| STATED TASK |
Copy the entries from the start through the line containing "point(491, 698)", both ends included, and substitute "rock formation" for every occurrence of "rocky outcrop", changing nothing else. Leave the pictures out of the copy.

| DATA RECORDS |
========================================================================
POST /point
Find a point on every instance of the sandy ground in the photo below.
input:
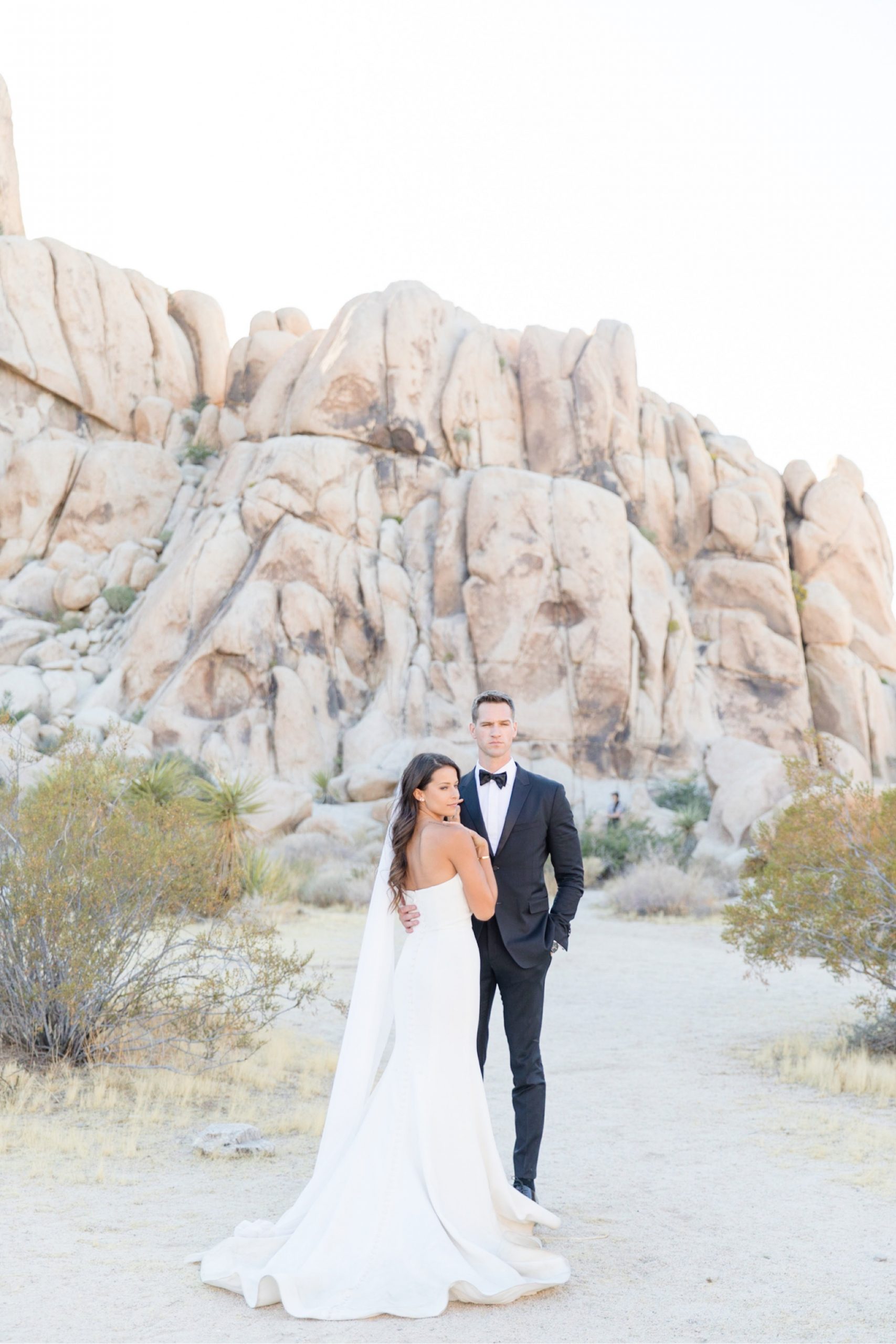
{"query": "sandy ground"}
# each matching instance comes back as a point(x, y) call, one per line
point(702, 1199)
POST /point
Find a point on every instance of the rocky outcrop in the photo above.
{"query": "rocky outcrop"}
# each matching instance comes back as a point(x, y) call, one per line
point(318, 563)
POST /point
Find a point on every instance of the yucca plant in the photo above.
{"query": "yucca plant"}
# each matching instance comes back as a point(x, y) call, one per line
point(226, 804)
point(163, 781)
point(688, 817)
point(263, 875)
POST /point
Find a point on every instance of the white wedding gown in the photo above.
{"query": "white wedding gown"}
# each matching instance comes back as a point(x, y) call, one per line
point(418, 1210)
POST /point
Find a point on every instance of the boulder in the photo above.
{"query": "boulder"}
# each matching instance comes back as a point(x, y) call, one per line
point(837, 692)
point(798, 479)
point(151, 420)
point(202, 320)
point(293, 320)
point(842, 759)
point(26, 690)
point(825, 616)
point(76, 588)
point(33, 589)
point(282, 808)
point(46, 654)
point(747, 780)
point(123, 491)
point(379, 371)
point(18, 635)
point(34, 487)
point(367, 784)
point(231, 1140)
point(143, 573)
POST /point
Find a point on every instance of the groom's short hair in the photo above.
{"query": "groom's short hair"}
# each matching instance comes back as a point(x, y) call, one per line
point(491, 698)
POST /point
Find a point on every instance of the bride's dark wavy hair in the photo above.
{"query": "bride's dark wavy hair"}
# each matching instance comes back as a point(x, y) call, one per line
point(418, 772)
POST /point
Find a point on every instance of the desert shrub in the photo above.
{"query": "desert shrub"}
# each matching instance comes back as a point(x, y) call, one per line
========================================================================
| PROBLEM SOLUTION |
POST /point
Find a point on every instance of the sandy ground in the photo below.
input:
{"query": "sandy ground"}
# each matching instance comes back as a point(x, y) call, one per line
point(702, 1199)
POST /point
Find a point on every instance of the rock formation in the photo above.
{"query": "rock formation"}
# each matching instance comes back as a point(x, y) call, one per line
point(318, 563)
POST /point
Find a point on every instance of the yucca plant in the photo above.
{"query": "yucca plant"}
# each matching instance comes back as a point(x, y) call, one per line
point(226, 804)
point(163, 781)
point(688, 817)
point(263, 875)
POST /point
Find a point on every instance of the white wedding gown in the photo above.
{"query": "white wedding gown"}
# each matching instance comes back as a point(x, y) call, one per line
point(418, 1210)
POST /point
Find a point on every instance of the boulder in the photo above.
{"query": "boulder"}
# each matching instance comes back as a point(x, y) call, one per line
point(837, 692)
point(798, 479)
point(151, 420)
point(202, 320)
point(293, 320)
point(842, 759)
point(26, 690)
point(825, 616)
point(76, 588)
point(33, 589)
point(282, 808)
point(46, 654)
point(747, 780)
point(123, 491)
point(379, 371)
point(18, 635)
point(34, 487)
point(367, 784)
point(231, 1140)
point(143, 573)
POST /point
Find a point on every instance of the groom's short hair in the photo above.
{"query": "groom's short hair"}
# each matching instance comes back as a point(x, y) call, one per line
point(491, 698)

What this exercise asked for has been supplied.